**Aufgaben**:
A. Nach welchen Ländern muss man laut dem Text über das Tempolimit sonst reisen, um grenzenlose Geschwindigkeitsfreiheit zu haben?
B. Führe den Text über das Tempolimit auf Autobahnen ab seinem letzten Satz weiter.

**Vorliegender Text**:
================

Unabhängigkeit von russischem Öl Wie viel Sprit ein Tempolimit spart
Um die Abhängigkeit von russischen Ölimporten zu senken, werden Forderungen nach Einführung eines Tempolimits auf deutschen Autobahnen laut. Wie viel Sprit ließe sich dadurch einsparen?
"The German Autobahn" - für Menschen jenseits von Deutschland ein Phänomen und weltweit eine Rarität. Sonst muss man für grenzenlose Geschwindigkeitsfreiheit nach Haiti, Nepal oder Nordkorea reisen. In Europa zumindest findet sich kein weiteres Land mehr ohne allgemeines Tempolimit auf Autobahnen oder entsprechenden Straßen.
Und genau darum ist nun wieder eine Debatte entfacht. Denn eine generelle Geschwindigkeitsbegrenzung auf Autobahnen könnte den Spritverbrauch in Deutschland senken und damit auch den Bedarf an Importen von Rohöl und Ölprodukten. Das könnte wiederum dazu beitragen, die Abhängigkeit von russischen Energielieferungen rasch zu senken - ein erklärtes Ziel angesichts des russischen Angriff Russlands auf die Ukraine.

================

**Bereitgestelltes Material**:
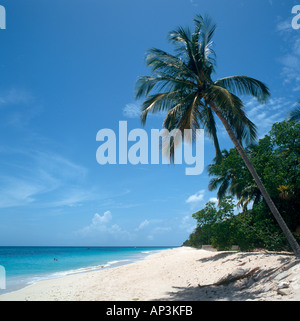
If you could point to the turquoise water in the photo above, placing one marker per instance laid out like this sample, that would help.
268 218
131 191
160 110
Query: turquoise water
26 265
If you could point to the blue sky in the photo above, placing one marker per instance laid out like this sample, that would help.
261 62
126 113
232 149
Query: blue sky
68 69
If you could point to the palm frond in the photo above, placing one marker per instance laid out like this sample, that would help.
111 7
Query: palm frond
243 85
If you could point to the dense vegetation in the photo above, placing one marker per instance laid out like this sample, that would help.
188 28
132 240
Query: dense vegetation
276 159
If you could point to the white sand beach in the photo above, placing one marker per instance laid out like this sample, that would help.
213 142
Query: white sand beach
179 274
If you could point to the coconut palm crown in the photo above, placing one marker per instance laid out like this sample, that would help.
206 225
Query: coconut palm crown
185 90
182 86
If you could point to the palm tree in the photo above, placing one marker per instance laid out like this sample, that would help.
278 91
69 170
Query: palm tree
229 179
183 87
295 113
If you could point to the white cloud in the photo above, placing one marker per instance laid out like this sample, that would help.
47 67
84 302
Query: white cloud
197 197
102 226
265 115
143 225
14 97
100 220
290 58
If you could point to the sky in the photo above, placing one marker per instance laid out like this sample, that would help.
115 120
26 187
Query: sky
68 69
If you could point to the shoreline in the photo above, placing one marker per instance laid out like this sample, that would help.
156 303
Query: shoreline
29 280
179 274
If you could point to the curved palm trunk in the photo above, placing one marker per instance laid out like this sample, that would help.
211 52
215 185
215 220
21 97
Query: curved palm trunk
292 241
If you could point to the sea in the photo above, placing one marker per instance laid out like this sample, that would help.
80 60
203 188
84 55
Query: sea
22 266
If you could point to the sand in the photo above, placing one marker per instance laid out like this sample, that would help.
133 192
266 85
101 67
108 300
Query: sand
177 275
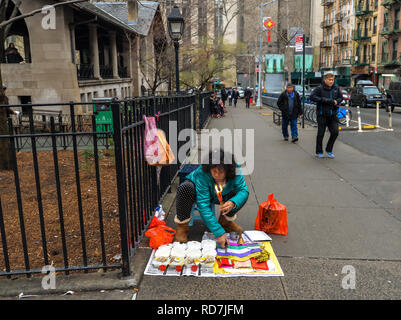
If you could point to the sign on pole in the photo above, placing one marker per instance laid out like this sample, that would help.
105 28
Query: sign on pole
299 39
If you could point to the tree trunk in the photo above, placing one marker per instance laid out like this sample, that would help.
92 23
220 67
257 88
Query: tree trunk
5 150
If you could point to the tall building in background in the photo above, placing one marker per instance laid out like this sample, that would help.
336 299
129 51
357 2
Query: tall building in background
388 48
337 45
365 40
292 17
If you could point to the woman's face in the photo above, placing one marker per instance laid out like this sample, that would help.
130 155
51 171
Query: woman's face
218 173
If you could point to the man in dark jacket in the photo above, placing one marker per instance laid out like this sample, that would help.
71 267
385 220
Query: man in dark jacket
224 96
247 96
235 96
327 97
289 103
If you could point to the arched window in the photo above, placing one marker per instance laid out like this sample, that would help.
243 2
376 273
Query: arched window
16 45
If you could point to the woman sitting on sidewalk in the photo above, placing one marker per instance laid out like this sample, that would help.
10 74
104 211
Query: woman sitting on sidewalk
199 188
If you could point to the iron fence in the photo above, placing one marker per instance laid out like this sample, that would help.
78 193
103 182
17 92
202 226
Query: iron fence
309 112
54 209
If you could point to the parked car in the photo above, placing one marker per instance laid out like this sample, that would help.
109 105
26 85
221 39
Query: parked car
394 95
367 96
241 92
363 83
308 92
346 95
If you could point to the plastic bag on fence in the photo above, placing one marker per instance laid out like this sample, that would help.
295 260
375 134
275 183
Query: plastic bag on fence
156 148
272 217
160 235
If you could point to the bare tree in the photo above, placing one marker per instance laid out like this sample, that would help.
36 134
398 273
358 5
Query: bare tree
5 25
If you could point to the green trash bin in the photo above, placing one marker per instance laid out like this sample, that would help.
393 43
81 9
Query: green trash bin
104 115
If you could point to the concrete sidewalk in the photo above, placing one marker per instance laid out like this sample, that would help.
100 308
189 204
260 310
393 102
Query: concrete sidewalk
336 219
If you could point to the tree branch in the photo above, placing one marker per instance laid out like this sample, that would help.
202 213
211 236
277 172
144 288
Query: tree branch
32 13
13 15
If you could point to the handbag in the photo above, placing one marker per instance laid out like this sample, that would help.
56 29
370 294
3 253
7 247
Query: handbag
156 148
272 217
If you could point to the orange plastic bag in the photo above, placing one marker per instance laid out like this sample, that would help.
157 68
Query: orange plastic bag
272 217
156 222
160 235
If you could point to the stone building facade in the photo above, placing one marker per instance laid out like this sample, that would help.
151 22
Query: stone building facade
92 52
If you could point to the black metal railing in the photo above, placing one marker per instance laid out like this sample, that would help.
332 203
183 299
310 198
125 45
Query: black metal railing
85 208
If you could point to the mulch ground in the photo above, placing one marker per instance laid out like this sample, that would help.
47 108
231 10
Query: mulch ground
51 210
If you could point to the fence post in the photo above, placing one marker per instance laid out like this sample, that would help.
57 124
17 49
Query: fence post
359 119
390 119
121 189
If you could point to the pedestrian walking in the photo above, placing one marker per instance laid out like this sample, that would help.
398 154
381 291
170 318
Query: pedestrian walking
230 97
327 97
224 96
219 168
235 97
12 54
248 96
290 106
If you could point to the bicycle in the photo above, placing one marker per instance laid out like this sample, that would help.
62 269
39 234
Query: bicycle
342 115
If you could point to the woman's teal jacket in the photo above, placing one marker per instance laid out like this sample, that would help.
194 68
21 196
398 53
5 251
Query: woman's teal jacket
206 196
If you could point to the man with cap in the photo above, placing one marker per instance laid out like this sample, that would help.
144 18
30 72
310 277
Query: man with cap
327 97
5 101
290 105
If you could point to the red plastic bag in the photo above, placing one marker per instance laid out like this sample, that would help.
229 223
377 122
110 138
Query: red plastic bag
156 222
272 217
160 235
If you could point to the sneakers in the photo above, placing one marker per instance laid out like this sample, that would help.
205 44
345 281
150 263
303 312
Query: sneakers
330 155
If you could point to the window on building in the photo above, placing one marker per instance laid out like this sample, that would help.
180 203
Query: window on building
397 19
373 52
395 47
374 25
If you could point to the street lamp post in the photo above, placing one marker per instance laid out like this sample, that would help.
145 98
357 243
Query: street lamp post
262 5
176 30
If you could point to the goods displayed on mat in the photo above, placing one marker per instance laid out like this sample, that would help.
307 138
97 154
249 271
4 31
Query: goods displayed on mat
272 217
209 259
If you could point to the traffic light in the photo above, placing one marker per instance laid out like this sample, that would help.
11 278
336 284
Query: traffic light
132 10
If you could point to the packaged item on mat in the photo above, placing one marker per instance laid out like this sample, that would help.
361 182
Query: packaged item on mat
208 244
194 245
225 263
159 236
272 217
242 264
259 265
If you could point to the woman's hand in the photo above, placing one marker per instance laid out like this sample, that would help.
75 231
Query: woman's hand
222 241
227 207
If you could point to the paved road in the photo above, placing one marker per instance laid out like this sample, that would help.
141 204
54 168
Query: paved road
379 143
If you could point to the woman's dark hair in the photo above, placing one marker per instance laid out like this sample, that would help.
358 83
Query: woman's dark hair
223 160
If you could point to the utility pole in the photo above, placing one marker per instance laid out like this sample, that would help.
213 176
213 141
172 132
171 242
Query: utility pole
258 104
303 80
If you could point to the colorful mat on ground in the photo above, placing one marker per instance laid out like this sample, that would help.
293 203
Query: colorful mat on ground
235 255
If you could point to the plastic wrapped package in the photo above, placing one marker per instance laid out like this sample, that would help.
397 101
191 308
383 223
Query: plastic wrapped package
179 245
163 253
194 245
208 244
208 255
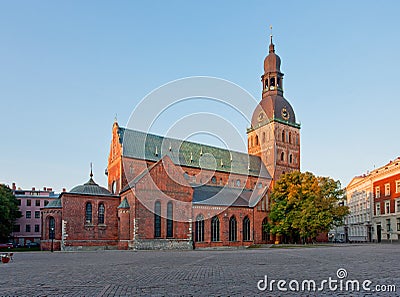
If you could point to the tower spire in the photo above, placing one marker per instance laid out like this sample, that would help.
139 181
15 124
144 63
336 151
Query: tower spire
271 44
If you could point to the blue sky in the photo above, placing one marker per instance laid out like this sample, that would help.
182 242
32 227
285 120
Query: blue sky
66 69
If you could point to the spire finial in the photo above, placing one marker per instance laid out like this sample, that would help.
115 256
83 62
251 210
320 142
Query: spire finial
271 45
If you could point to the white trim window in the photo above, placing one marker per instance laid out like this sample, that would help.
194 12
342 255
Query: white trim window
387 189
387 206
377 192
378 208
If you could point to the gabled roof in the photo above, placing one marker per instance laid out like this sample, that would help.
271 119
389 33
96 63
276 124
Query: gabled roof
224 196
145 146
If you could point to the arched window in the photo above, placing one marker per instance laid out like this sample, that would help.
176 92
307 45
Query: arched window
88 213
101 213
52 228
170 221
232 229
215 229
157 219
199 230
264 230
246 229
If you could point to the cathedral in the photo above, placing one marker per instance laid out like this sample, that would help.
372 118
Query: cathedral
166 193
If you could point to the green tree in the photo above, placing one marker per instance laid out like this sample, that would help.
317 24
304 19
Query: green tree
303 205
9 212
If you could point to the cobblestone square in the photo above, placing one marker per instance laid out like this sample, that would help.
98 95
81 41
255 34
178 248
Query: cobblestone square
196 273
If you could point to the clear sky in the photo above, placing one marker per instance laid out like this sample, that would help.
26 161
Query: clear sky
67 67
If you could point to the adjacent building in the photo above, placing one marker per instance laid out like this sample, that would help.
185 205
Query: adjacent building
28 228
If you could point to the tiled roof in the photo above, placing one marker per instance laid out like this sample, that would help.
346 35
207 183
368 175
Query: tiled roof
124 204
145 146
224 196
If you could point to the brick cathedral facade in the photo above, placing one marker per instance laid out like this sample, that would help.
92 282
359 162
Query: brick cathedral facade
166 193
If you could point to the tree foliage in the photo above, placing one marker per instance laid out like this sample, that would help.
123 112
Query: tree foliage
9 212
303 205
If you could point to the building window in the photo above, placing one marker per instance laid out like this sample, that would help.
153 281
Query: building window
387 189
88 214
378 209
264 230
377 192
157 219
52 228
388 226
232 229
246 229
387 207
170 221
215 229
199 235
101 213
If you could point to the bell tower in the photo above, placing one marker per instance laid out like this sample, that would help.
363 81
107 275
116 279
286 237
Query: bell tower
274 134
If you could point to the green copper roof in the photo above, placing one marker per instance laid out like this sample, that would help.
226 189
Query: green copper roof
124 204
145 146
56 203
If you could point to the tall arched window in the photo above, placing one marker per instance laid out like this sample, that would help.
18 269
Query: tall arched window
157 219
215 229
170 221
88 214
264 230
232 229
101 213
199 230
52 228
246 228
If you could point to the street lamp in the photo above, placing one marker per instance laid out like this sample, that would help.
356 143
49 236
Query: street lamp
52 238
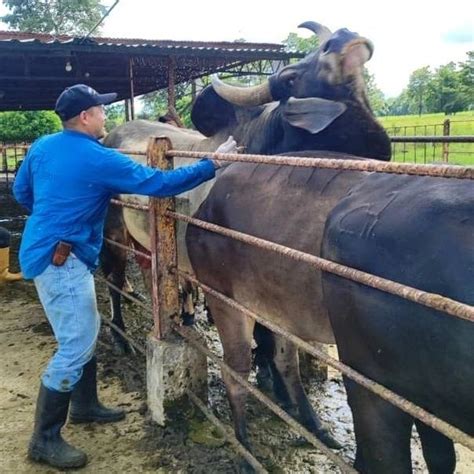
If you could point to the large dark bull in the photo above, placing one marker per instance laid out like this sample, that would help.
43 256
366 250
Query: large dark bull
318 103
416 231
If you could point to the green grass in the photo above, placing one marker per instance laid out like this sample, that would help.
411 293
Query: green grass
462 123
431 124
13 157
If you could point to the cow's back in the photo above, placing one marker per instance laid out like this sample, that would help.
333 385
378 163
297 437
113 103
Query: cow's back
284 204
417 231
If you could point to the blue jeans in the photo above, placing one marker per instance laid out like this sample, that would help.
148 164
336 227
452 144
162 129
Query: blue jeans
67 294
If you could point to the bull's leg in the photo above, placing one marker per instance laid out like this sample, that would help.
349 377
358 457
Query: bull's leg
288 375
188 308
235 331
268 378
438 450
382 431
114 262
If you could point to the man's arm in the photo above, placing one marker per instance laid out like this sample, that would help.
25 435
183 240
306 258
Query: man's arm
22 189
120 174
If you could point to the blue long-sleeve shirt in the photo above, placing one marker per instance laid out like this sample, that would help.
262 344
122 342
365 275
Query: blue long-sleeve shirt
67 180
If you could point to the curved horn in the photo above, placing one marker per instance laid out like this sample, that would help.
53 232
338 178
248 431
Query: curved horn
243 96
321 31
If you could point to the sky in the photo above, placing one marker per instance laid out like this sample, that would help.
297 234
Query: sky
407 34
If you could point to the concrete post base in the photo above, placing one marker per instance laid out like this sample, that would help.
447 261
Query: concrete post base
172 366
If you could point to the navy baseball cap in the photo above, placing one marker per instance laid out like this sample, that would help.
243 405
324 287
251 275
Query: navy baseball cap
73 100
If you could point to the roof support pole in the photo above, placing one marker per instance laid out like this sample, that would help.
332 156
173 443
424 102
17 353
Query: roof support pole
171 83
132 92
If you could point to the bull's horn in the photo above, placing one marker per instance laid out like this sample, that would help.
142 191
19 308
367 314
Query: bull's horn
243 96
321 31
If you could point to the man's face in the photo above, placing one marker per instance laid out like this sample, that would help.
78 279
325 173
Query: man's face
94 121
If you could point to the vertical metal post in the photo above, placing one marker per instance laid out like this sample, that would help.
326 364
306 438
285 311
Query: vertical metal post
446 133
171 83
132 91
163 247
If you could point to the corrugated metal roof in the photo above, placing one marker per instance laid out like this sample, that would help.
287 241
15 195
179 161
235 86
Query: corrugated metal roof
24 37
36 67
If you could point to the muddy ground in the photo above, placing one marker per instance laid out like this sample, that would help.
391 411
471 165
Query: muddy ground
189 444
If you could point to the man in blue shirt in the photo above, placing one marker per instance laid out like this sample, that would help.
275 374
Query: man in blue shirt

================

**Lösungen**:
A. Nach Haiti, Nepal oder Nordkorea.

B.
Tempolimit beeinflusst Fahrverhalten
Bevor es um die ökonomischen und klimafreundlichen Potenziale eines möglichen Tempolimits geht, lohnt ein Blick auf die deutschen Straßen und das dortige Fahrverhalten: Auf 70 Prozent der Autobahnstrecken herrscht freie Fahrt bei einer Richtgeschwindigkeit 130 Kilometern pro Stunde. Wie schnell tatsächlich gefahren wird, ermittelt die Bundesanstalt für Straßenwesen für die unterschiedlichen Abschnitte. Ohne Limit liegt die Durchschnittsgeschwindigkeit bei 125 km/h, bei Tempo 120 wird im Schnitt 115 km/h gefahren und bei Tempolimit 100 durchschnittlich 103 km/h.
Doch Philipp Klöckner vom Umweltbundesamt weist auf einen Haken hin: "Ein großer Teil der Fahrerinnen und Fahrer hält sich nicht immer an geltende Geschwindigkeitsbegrenzungen. Bei Tempo 120 überschreiten etwa 40 Prozent der Fahrerinnen und Fahrer die vorgegebene Geschwindigkeit", sagt er. "Es reicht daher nicht, einfach die Durchschnittsgeschwindigkeiten zu betrachten. Wir beziehen bei unseren Berechnungen die Verteilung der unterschiedlichen gefahrenen Geschwindigkeiten mit ein. Denn Spritverbrauch steigt nicht linear."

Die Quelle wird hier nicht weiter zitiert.